TEXT:
The International Centre for Advanced Materials (ICAM) is a research partnership made up of the energy company, bp, and the four universities:The University of Manchester, The University of Cambridge, The University of Illinois at Urbana-Champaign, and Imperial College London. The ICAM is an experimental organisation, both in its research and partnership model, with the University of Manchester acting as the administrative hub, and the other universities acting as the spokes. The research undertaken is focused on improving the processes integral to the energy industry, in particular how advanced materials can be used to solve the challenges faced. Some notable research includes work on 3D simulation of viscoplastic fluids and fouling mitigation strategies for synthesised foulants.

Structure 
The organisation was founded in Autumn 2012 with a $100 million, 10 year investment from bp, with the aim of addressing some of challenges experienced by the energy sector. The research areas were initially split into five Enduring Themes: Corrosion and Degradation, Fouling and Deposition, Separations, Wear and Lubricants, and Materials systems. Another area, Underpinning Tools, supports each of these in turn. It was decided in 2020 to add another Enduring Theme to assist with bp's aim of becoming a net zero company by 2050 or sooner. The Low Carbon was announced in July 2020 with an open-call for projects among the ICAM spoke universities.

Stored records:
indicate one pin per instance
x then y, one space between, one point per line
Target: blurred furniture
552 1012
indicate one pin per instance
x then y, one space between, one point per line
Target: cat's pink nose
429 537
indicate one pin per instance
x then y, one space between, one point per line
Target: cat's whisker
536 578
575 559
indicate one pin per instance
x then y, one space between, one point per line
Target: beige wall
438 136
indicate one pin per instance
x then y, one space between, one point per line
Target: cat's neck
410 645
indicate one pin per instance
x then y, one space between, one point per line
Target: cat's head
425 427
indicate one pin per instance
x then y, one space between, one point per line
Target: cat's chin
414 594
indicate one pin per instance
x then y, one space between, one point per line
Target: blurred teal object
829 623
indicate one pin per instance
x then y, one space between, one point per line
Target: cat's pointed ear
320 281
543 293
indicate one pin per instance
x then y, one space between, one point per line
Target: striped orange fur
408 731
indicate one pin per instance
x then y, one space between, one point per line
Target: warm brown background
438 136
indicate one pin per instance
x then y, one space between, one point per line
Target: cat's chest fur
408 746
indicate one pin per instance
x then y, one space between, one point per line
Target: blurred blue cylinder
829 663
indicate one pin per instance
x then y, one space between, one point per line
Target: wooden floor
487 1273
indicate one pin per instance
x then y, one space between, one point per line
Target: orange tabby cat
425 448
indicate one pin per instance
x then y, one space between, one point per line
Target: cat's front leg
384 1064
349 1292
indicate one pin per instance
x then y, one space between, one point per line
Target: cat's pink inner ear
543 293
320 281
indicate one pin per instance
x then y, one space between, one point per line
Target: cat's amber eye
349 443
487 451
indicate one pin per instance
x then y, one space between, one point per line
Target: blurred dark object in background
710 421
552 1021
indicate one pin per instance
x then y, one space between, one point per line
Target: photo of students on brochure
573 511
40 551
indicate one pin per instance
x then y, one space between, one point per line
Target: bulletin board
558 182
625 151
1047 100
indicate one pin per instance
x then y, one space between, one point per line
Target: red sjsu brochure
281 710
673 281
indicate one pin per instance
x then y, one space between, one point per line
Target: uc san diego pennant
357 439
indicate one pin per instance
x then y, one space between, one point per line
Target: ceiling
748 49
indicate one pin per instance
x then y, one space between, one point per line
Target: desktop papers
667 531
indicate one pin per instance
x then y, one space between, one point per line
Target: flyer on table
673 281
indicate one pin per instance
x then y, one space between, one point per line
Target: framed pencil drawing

DIRECTIVE:
Write out the entire text on the International Centre for Advanced Materials word for word.

WRITTEN ANSWER:
The International Centre for Advanced Materials (ICAM) is a research partnership made up of the energy company, bp, and the four universities:The University of Manchester, The University of Cambridge, The University of Illinois at Urbana-Champaign, and Imperial College London. The ICAM is an experimental organisation, both in its research and partnership model, with the University of Manchester acting as the administrative hub, and the other universities acting as the spokes. The research undertaken is focused on improving the processes integral to the energy industry, in particular how advanced materials can be used to solve the challenges faced. Some notable research includes work on 3D simulation of viscoplastic fluids and fouling mitigation strategies for synthesised foulants.

Structure 
The organisation was founded in Autumn 2012 with a $100 million, 10 year investment from bp, with the aim of addressing some of challenges experienced by the energy sector. The research areas were initially split into five Enduring Themes: Corrosion and Degradation, Fouling and Deposition, Separations, Wear and Lubricants, and Materials systems. Another area, Underpinning Tools, supports each of these in turn. It was decided in 2020 to add another Enduring Theme to assist with bp's aim of becoming a net zero company by 2050 or sooner. The Low Carbon was announced in July 2020 with an open-call for projects among the ICAM spoke universities.